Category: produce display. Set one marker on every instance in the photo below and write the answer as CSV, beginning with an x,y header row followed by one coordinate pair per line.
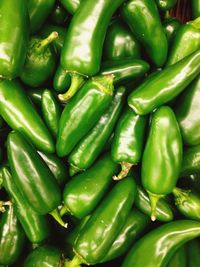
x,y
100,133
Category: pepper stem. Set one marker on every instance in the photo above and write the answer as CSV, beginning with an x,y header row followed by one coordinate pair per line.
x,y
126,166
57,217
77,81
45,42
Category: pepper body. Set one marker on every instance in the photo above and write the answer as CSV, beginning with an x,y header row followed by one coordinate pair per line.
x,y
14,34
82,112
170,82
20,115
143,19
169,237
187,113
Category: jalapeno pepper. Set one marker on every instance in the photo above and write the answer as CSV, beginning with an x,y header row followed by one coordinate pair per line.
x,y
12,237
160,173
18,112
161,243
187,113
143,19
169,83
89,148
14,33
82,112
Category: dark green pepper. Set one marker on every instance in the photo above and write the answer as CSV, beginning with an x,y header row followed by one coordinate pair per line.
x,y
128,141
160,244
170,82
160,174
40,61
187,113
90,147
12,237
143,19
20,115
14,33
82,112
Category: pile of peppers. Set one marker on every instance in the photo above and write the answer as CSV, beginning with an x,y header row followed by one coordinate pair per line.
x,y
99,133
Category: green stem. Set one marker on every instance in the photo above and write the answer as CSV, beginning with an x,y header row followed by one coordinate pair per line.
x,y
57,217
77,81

- - -

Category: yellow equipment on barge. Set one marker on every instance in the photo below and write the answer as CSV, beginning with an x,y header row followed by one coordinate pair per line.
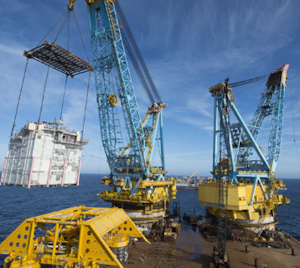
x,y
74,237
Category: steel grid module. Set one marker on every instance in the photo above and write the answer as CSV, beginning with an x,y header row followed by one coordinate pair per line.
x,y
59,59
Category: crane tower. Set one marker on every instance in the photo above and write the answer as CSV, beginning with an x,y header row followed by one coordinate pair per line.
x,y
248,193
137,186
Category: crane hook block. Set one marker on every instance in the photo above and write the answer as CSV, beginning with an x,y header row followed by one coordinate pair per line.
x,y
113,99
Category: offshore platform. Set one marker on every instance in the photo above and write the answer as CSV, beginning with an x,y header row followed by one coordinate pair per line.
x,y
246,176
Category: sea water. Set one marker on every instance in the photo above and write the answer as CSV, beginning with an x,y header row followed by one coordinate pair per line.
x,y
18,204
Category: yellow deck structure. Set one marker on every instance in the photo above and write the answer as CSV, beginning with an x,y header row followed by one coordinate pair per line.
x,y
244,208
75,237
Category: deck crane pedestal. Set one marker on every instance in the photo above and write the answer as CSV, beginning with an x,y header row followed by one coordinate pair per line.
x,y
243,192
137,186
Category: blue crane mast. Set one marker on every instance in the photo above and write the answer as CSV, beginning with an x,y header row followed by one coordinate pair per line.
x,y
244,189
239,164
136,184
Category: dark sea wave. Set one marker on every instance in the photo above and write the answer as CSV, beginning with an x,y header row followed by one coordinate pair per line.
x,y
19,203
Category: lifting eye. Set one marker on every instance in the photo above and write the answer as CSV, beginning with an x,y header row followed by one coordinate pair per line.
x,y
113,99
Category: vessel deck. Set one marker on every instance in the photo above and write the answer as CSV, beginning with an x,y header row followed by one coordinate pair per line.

- - -

[Given instruction]: Swap "marker" for "pin" in everything from the line with "Category: lifting eye." down to the line with "Category: vessel deck.", and write out only those lines with nothing else changed.

[Correct result]:
Category: lifting eye. Set one pin on every instance in the photo above and write the answer as CSV, beginning with an x,y header row followed by one coordinate pair per line.
x,y
113,99
Category: vessel deck. Set one pin on every instance in the photo above and write the answer as CSV, beginning with an x,y header row followed by one coordinate pair per line.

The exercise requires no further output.